====== Records to use
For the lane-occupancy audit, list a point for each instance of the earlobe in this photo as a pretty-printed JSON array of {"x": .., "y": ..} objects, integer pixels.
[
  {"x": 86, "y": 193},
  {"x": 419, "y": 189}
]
============
### The request
Rewrite the lines above as a numbered list, omitting any blank lines.

### Written answer
1. For the lane-occupancy audit, list a point for each instance of the earlobe in this photo as a pretty-printed JSON array of {"x": .., "y": ..} objects, integer pixels.
2. [
3.   {"x": 86, "y": 193},
4.   {"x": 419, "y": 189}
5. ]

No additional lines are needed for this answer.